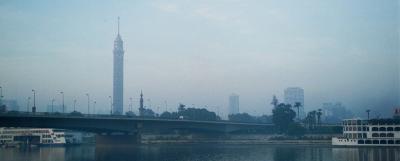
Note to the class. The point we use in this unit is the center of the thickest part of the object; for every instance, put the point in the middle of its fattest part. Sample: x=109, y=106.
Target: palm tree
x=319, y=113
x=298, y=105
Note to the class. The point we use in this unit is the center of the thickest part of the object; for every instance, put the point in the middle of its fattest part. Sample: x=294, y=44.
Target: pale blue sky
x=198, y=52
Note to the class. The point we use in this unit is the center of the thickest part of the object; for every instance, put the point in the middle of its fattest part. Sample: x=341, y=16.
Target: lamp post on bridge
x=34, y=101
x=110, y=104
x=87, y=94
x=74, y=105
x=52, y=105
x=27, y=104
x=62, y=94
x=1, y=96
x=94, y=107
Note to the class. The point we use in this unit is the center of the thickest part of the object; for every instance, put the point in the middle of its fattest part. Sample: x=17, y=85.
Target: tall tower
x=293, y=95
x=118, y=82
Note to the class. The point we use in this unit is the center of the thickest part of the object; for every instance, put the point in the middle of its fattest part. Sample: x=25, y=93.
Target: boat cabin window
x=364, y=135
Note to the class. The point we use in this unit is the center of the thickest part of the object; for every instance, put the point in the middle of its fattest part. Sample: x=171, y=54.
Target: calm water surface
x=203, y=152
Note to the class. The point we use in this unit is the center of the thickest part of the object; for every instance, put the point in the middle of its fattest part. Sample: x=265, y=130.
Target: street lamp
x=94, y=107
x=130, y=104
x=1, y=96
x=74, y=105
x=52, y=105
x=87, y=94
x=34, y=101
x=110, y=104
x=62, y=94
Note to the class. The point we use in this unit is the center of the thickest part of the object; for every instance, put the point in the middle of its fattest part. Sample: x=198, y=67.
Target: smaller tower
x=141, y=108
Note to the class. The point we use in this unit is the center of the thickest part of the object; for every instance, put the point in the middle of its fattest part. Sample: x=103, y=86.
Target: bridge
x=122, y=129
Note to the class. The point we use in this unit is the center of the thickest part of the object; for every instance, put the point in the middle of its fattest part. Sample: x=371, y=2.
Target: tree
x=298, y=105
x=275, y=101
x=282, y=116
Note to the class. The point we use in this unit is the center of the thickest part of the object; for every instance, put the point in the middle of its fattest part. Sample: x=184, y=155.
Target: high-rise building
x=293, y=95
x=11, y=105
x=233, y=104
x=118, y=81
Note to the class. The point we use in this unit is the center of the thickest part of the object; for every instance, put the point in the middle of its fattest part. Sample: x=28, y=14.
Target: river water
x=200, y=152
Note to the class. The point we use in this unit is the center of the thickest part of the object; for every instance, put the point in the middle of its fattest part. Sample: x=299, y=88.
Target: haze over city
x=199, y=52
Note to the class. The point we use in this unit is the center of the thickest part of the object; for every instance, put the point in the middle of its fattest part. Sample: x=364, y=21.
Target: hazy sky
x=199, y=52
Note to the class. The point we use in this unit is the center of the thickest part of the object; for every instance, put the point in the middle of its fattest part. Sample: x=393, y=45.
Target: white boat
x=375, y=132
x=30, y=136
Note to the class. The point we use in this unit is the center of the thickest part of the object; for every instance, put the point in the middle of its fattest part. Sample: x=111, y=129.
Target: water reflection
x=202, y=152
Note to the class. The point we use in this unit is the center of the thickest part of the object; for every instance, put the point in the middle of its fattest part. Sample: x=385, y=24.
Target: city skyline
x=197, y=58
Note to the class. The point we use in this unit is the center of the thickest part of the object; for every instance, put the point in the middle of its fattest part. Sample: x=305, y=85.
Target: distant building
x=335, y=112
x=55, y=108
x=233, y=104
x=293, y=95
x=11, y=105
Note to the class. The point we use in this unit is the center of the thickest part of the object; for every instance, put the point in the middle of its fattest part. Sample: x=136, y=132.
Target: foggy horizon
x=198, y=53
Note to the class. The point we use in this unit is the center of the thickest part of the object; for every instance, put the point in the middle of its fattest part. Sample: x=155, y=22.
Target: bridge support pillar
x=122, y=139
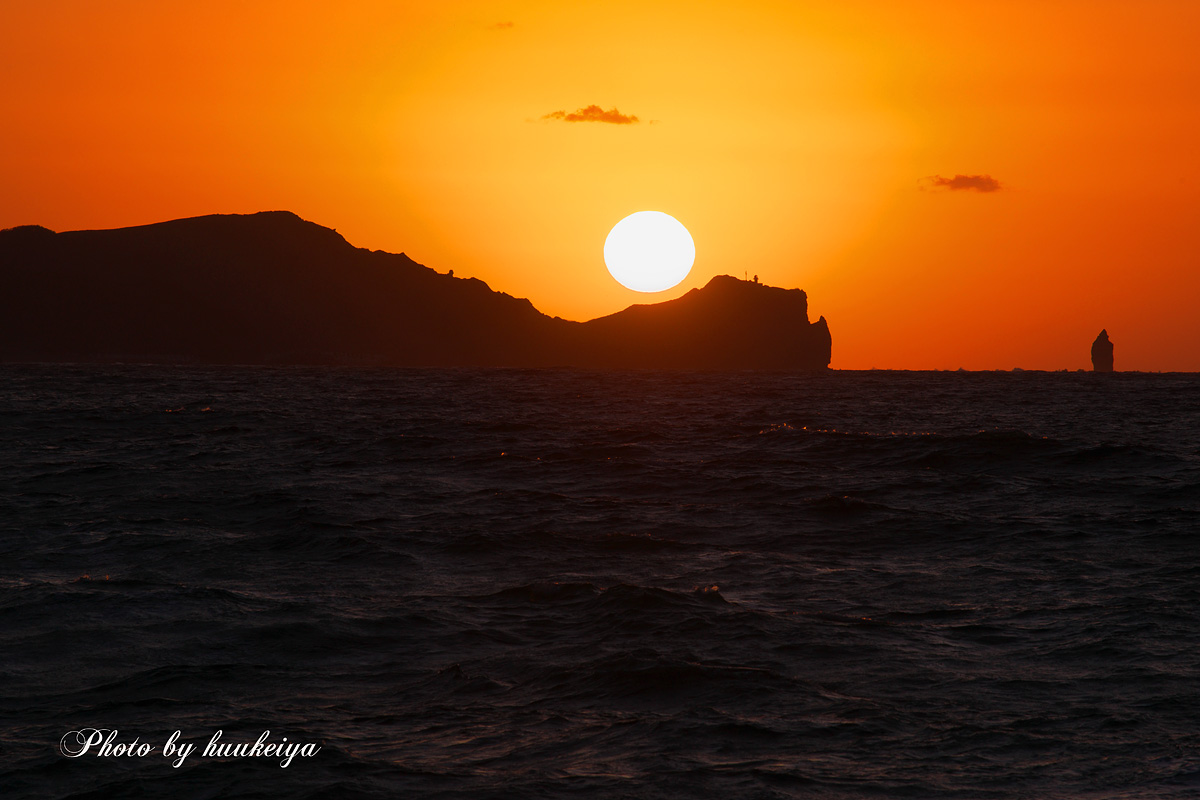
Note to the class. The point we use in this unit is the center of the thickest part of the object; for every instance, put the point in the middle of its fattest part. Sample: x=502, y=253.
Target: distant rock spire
x=1102, y=353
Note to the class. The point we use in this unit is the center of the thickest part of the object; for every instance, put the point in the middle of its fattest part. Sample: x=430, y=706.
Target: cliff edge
x=273, y=288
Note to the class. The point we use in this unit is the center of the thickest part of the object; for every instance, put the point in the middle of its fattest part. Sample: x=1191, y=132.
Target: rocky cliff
x=271, y=288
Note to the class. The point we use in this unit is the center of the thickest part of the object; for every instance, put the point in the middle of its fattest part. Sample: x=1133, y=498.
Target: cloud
x=965, y=182
x=593, y=114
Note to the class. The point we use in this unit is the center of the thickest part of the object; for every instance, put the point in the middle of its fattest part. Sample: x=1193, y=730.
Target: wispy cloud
x=593, y=114
x=964, y=182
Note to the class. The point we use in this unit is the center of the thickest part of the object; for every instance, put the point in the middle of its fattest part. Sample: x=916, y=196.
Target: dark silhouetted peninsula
x=271, y=288
x=1102, y=353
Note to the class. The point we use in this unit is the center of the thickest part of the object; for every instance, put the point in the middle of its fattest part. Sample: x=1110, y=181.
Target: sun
x=649, y=251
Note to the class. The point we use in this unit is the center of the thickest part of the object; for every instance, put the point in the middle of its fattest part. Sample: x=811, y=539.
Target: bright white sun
x=649, y=251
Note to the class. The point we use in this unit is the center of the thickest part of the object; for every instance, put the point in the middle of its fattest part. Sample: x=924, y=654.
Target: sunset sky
x=814, y=144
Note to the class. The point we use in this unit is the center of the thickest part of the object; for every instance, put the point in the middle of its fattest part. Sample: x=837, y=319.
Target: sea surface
x=527, y=584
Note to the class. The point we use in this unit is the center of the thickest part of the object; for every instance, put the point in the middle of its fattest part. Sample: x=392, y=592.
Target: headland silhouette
x=273, y=288
x=1102, y=353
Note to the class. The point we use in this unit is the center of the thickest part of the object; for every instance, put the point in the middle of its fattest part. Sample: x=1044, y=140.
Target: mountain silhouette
x=273, y=288
x=1102, y=353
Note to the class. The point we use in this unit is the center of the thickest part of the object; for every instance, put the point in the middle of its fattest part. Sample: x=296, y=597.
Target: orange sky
x=793, y=139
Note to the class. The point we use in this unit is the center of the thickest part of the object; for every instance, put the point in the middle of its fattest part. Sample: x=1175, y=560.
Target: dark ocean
x=532, y=584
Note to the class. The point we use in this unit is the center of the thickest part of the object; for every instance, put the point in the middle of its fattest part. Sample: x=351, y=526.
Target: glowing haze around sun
x=649, y=251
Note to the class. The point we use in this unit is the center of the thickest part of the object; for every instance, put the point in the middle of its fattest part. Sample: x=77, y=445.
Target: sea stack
x=1102, y=353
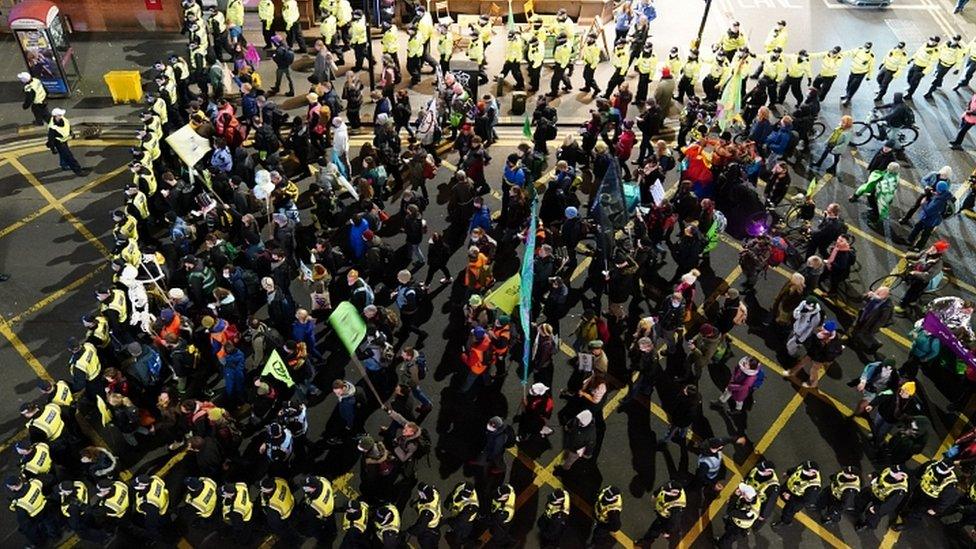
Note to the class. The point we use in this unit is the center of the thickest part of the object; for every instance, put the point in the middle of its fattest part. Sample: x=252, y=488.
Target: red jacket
x=625, y=144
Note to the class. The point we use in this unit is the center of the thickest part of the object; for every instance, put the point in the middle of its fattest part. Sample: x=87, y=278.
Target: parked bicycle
x=877, y=128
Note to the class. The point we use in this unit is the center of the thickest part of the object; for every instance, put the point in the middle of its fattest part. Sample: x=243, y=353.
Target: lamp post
x=701, y=28
x=369, y=44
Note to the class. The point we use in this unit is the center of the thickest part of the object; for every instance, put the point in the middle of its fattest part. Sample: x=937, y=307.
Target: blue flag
x=525, y=292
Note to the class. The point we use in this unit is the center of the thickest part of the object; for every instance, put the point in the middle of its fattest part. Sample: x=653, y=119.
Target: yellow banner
x=506, y=296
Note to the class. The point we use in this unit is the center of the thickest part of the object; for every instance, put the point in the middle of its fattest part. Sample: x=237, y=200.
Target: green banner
x=278, y=369
x=350, y=327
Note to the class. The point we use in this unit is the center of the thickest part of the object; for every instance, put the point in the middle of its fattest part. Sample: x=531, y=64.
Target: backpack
x=760, y=379
x=421, y=365
x=510, y=439
x=778, y=246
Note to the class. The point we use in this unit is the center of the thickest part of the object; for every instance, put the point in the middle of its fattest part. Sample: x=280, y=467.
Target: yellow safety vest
x=198, y=57
x=40, y=462
x=131, y=253
x=664, y=506
x=445, y=45
x=218, y=19
x=357, y=31
x=33, y=501
x=390, y=41
x=117, y=503
x=393, y=526
x=621, y=60
x=81, y=493
x=62, y=130
x=40, y=94
x=360, y=523
x=183, y=67
x=117, y=301
x=435, y=509
x=324, y=503
x=775, y=70
x=674, y=65
x=289, y=13
x=603, y=510
x=776, y=39
x=556, y=508
x=476, y=50
x=141, y=204
x=797, y=484
x=950, y=55
x=484, y=33
x=862, y=61
x=344, y=13
x=460, y=503
x=513, y=51
x=281, y=500
x=882, y=489
x=241, y=504
x=536, y=56
x=830, y=65
x=328, y=28
x=49, y=422
x=415, y=46
x=932, y=485
x=645, y=65
x=895, y=61
x=925, y=58
x=507, y=506
x=562, y=55
x=99, y=332
x=62, y=395
x=732, y=43
x=752, y=511
x=719, y=69
x=591, y=55
x=752, y=479
x=235, y=13
x=839, y=486
x=156, y=495
x=798, y=68
x=206, y=501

########################################

**Exercise requirements**
Output the stretch of the listing from the line containing "Sample: x=198, y=67." through the line containing "x=200, y=152" as a two-column CSV with headers text and coordinates. Give one row for each passage and the coordinates that follow it, with each value in a single quoted field and line breaks replaced by spaces.

**Task answer**
text,coordinates
"Note to the class. The point we use in this unit is the center of the thickest part of the object; for every instance, put the point in the middle of its fattest part. Sample: x=198, y=67. Target: smaller tower","x=141, y=108"
"Note to the class. The point we use in this unit is the center of the thickest part of the object; for every instance, put the point in the middle of its fattest part. Sample: x=103, y=86. Target: bridge","x=122, y=129"
"Note to the class. The point we use in this unit is the center of the thickest part of the object; for every instance, put the point in the middle of its fattest part. Sample: x=371, y=2. Target: tree","x=298, y=105 x=275, y=101 x=282, y=116"
"Note to the class. The point we use in this unit is the center of the thickest part of the object; for every instance, put the point in the middle of its fattest part. Sample: x=184, y=155. Target: high-rise building","x=293, y=95 x=11, y=105 x=233, y=104 x=118, y=81"
"Note to the class. The point we use in this unit is the center of the thickest part of the object; for every instance, put the point in the middle of its fattest part. Sample: x=28, y=14. Target: river water","x=200, y=152"